^Powrót na górę!
To już nie jest zwykły brak skuteczności, czy nawet pech. To jest już jakaś klątwa jaką rzucono na Athletic w tym sezonie. Niestety Baskowie przegrali z Sevillą na San Mames 0-1, a strzelcem jedynej bramki był Duńczyk Delaney po niezwykle szczęśliwej akcji swojego zespołu. Trzeba jednak przyznać że strzał był przedniej marki, nie do obrony, co gorsza trudno też cokolwiek zarzucić obronie Basków poza ponownym brakiem szczęścia. Całość nieszczęścia gospodarzy dopełnia fakt że to był jedyny celny strzał na bramkę Simona w wykonaniu rywali i jedna z nielicznych akcji drużyny z Andaluzji, która przez cały mecz była raczej w głębokiej defensywie z nielicznymi wypadami do przodu. Szkoda straconych punktów ale przynajmniej gra mogła się podobać i dawać nadzieję na to że w kolejnym meczu będzie o wiele wiele lepiej.
Pierwsza połowa to totalna dominacja Athletic, który raz po raz stwarzał zagrożenie pod bramką Bono. Jednocześnie wysoki pressing ograniczył zapędy Sevilli do 2 groźnych akcji przez pełne 45 minut meczu. Niestety jedna z nich zakończyła się bramką Delaneya, który wykorzystał szczęśliwe podanie Montiela, który o milimetry uprzedził Martineza i zdołał wślizgiem wycofać piłkę przed linię szesnastego metra do Duńczyka, który pięknym strzałem w okienko nie dał szans Simonowi. Trzech zawodników Athletic próbowało zablokować to uderzenie i niestety nie dało rady. Sevilla miała jeszcze jedną akcją – w 7 minucie kiedy wyjście Kounde zapoczątkowało ładną akcję Los Nervionenses, futbolówkę dostał Oscar, dośrodkował do Delaneya a ten próbował uderzać głową na bramkę ale na drodze piłki stanął Lekue, który wybijał futbolówkę bardzo szczęśliwie bo mało brakowało a by zaliczył samobója. Za to Baskowie zafundowali kibicom piękny aczkolwiek nieskuteczny i pechowy futbol. Dwa świetne, techniczne strzały z dystansu oddali Dani Garcia i Vencedor i dwukrotnie Bono ratował słupek. Dwie setki tradycyjnie zaprzepaścił Inaki Williams po którego strzałach futbolówka minimalnie mijała słupek. O centymetry spudłował również Nico Williams, który wziął na istny rollercoaster lewego obrońcę rywali – Augustinssona. Tuż przed stratą bramki Athletic miał kolejną setkę, tym razem po serii błędów obrońców Sevilli i czystej pozycji strzeleckiej Raula Garcii na około 11 metrze od bramki. Nasz pomocnik uderzył mocno, celnie ale fantastycznie spisał się w bramce Bono. W 41 minucie Los Leones mieli szansę na wyrównanie. Ładna kombinacyjna akcja pomiędzy braćmi Williamsami zakończyła się centrą Inakiego na 5 metr gdzie do futbolówki dopadł Muniain ale uderzył niecelnie pod naciskiem Kounde. Jak pokazały powtórki stoper Sevilli ewidentnie faulował naszego kapitana i powinien być rzut karny. Gdzie był VAR??? Tego nie wie nikt a kamery chwilę później pokazały sporą ranę w łydce po korku zawodnika gości. Pierwszą połowę zakończył strzał w słupek Vencedora.

==============================

> **Polecenia do wykonania**
A - Odpowiedz krótko na pytania dotyczące relacji meczowej.
(i) Jakim wynikiem zakończył się mecz Athletic z Sevillą na San Mames?
(ii) Który zawodnik wycofał piłkę do Delaneya przed zdobyciem bramki?
(iii) W której minucie Los Leones mieli szansę na wyrównanie?
B - Przepisz bez zmian fragment relacji meczowej. Zacznij od słów „To już nie jest”, a skończ po słowach „wiele wiele lepiej.”.
C - Przedstaw w formie krótkiej listy akapit relacji meczowej rozpoczynający się od słów „To już nie jest zwykły brak skuteczności”, zachowując jego najważniejsze fakty.
Opieraj się wyłącznie na relacji meczowej.

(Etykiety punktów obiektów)
==============================

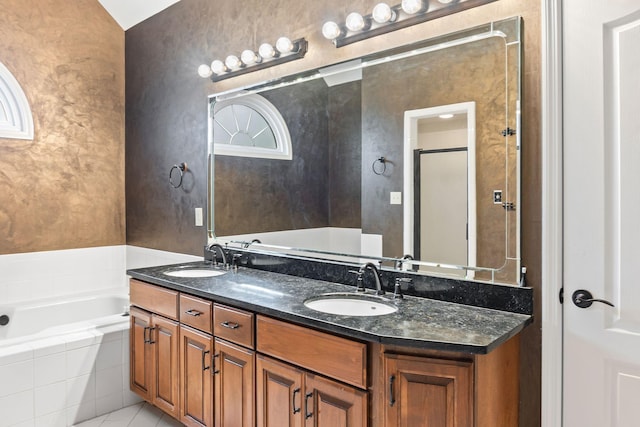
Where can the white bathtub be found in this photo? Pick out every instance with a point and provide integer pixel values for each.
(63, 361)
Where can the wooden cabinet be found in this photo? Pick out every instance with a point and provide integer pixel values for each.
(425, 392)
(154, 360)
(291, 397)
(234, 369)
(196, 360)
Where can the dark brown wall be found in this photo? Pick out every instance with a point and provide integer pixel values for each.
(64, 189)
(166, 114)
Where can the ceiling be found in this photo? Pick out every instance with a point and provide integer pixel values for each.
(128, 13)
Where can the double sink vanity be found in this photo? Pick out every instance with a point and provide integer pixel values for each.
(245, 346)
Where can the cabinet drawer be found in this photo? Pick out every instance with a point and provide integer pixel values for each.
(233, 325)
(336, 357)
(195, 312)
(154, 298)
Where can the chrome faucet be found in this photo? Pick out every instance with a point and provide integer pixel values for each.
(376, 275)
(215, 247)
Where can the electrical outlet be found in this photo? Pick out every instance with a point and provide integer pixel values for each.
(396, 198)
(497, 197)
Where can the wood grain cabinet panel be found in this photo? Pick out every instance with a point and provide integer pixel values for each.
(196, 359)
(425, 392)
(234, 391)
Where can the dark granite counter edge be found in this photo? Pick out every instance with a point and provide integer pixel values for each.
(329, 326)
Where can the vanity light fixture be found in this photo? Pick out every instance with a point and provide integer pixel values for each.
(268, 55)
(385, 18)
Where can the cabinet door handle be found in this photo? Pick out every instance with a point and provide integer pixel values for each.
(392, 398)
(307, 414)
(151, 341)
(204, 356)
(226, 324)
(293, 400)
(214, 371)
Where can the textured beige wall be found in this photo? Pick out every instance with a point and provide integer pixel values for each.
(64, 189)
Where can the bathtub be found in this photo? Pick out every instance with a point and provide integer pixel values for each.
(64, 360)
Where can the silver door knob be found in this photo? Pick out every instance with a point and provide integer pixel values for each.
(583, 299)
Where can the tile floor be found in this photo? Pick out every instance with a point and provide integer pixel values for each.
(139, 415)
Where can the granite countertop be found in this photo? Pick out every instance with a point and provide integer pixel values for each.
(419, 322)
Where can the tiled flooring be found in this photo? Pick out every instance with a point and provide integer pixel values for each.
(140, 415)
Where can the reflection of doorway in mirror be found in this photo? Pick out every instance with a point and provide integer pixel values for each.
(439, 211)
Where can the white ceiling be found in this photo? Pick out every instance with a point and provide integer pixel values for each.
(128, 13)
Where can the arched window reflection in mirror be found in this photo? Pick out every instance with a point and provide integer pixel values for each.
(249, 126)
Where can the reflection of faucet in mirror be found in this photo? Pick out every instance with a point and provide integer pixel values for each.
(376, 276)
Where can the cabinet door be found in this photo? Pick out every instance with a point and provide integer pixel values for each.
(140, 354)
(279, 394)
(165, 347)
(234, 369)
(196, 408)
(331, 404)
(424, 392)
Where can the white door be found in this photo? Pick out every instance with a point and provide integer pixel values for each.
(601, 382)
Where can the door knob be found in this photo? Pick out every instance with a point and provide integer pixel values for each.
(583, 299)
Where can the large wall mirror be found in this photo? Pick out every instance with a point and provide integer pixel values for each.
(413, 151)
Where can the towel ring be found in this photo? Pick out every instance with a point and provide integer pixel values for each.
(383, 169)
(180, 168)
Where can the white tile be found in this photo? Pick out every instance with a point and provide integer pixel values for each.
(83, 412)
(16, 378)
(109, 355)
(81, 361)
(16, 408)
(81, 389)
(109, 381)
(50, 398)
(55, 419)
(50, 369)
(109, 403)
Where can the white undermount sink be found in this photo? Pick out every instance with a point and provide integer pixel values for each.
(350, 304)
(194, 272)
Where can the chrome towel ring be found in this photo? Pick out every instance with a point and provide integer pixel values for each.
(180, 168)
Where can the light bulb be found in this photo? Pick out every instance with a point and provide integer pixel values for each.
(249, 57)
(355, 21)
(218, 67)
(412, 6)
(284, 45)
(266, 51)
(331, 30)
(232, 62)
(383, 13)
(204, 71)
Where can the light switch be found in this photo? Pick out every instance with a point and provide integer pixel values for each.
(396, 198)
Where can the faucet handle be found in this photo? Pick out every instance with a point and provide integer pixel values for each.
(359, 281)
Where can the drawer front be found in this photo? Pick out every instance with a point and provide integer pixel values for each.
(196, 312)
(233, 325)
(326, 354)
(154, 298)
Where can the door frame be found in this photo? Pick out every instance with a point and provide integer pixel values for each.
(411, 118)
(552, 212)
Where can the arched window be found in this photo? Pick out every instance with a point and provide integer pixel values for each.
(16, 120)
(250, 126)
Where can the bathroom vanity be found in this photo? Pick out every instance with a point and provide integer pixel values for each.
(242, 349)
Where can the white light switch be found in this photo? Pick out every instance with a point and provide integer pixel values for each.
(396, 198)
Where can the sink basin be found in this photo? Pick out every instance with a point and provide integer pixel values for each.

==============================

> **Pełne odpowiedzi**
A -
(i) Athletic przegrał z Sevillą 0-1.
(ii) Piłkę do Delaneya wycofał wślizgiem Montiel.
(iii) W 41 minucie.

B -
To już nie jest zwykły brak skuteczności, czy nawet pech. To jest już jakaś klątwa jaką rzucono na Athletic w tym sezonie. Niestety Baskowie przegrali z Sevillą na San Mames 0-1, a strzelcem jedynej bramki był Duńczyk Delaney po niezwykle szczęśliwej akcji swojego zespołu. Trzeba jednak przyznać że strzał był przedniej marki, nie do obrony, co gorsza trudno też cokolwiek zarzucić obronie Basków poza ponownym brakiem szczęścia. Całość nieszczęścia gospodarzy dopełnia fakt że to był jedyny celny strzał na bramkę Simona w wykonaniu rywali i jedna z nielicznych akcji drużyny z Andaluzji, która przez cały mecz była raczej w głębokiej defensywie z nielicznymi wypadami do przodu. Szkoda straconych punktów ale przynajmniej gra mogła się podobać i dawać nadzieję na to że w kolejnym meczu będzie o wiele wiele lepiej.

C -
- Athletic przegrał z Sevillą na San Mames 0-1.
- Jedyną bramkę zdobył Duńczyk Delaney po niezwykle szczęśliwej akcji swojego zespołu.
- Strzał był przedniej marki i nie do obrony, a obronie Basków trudno coś zarzucić poza brakiem szczęścia.
- Był to jedyny celny strzał rywali na bramkę Simona.
- Drużyna z Andaluzji przez cały mecz była raczej w głębokiej defensywie i tylko nielicznie wychodziła do przodu.
- Mimo straty punktów gra mogła się podobać i dawała nadzieję na lepszy kolejny mecz.